• Required task
Pick up the reflection on why the poems and the blog are written the way they are, and carry it on from its last sentence.

### Supplied text ###

After thinking about it for more than a week, I finally want to address the issue of why I write the poems I write, and why I write the blog the way I do. Ten days ago, I couldn’t say how the blog relates to the poems, but I’ve really considered it, and now I think I know. But that doesn’t matter anyway--whether I actually know or not; the questions are always more important than the answers.
When I was six or seven, I knew I wanted to be a writer and tried to make sense of my world by writing. Back then, though, and for much of my life, I hid behind abstracts, naming my feelings but never telling the stories behind them. To tell those stories, my secrets, would be dangerous. It could get me into trouble.
I was only a child. I couldn’t risk it.
As a young adult, I survived the telling of my secrets and was willing to write the stories. I tried, but the poems were full of explication, overly sentimental. I didn’t have the tools I needed to do it properly. I had an instinctive appreciation for the music of poetry, and for image and metaphor, but I had no real grasp of how to use them. I didn’t understand that poems are events. I was entering middle-age when I learned, with three kids, a busted marriage, and 32 years of stories to get out.

### Recorded data ###

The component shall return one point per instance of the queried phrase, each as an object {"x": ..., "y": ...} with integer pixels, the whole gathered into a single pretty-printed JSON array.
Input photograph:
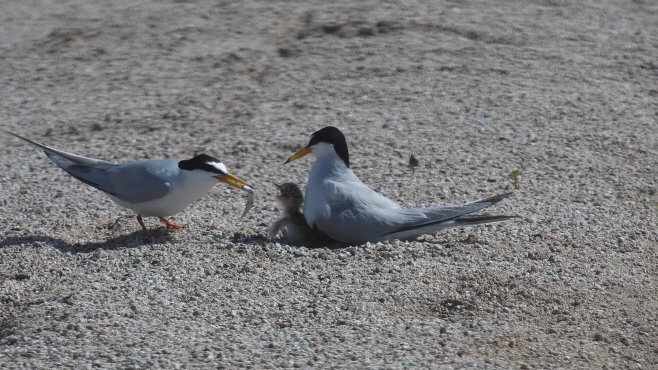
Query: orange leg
[
  {"x": 146, "y": 231},
  {"x": 171, "y": 226}
]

###

• Written answer
Once, while I was in grad school, I lamented to Ellen Bryant Voigt, “Who cares about what I write? It seems all I ever write about is my dead sister, my divorce, and my childhood,” to which she replied, “You have to write the poems you have to write first—before you can write the poems you want to write.” I think she meant a sort of clearing out of the obsessions that compel us to write. For me, however, there’s always the next poem I must write, and so the poems like
"My Ass Says Hello," the fluffy, funny things I enjoy and don’t get mired up in, are few and far between.
I carry around Gregory Orr’s Poetry as Survival, a book that explains and validates why I write poetry and how I feel better when I do. In chapter one, Orr quotes Isak Dinesen, author of Out of Africa: “Any sorrow can be borne if it can be made into a story, or if a story can be told about it.” I love this quote. It reminds me that I have souvenirs from any tragedy I endure, testaments to my perseverance and survival.
In chapter seven, Orr says, “Story is both primal, a concrete way of ordering experience, and also a way of opening the self to disorder… One of story’s primary purposes is to lay claim to experience. Autobiographical storytelling can take personal experience back from silence, shame, fear, or oblivion. It says, ‘I cherish this,’ or ‘This haunts me.’ It asserts the significance of events in one’s life: ‘This happened to me.’ ‘I did this.’ This is part of who I am.’ ‘This should not or will not disappear, and I act to preserve it by turning it to words and shaping it to story.’"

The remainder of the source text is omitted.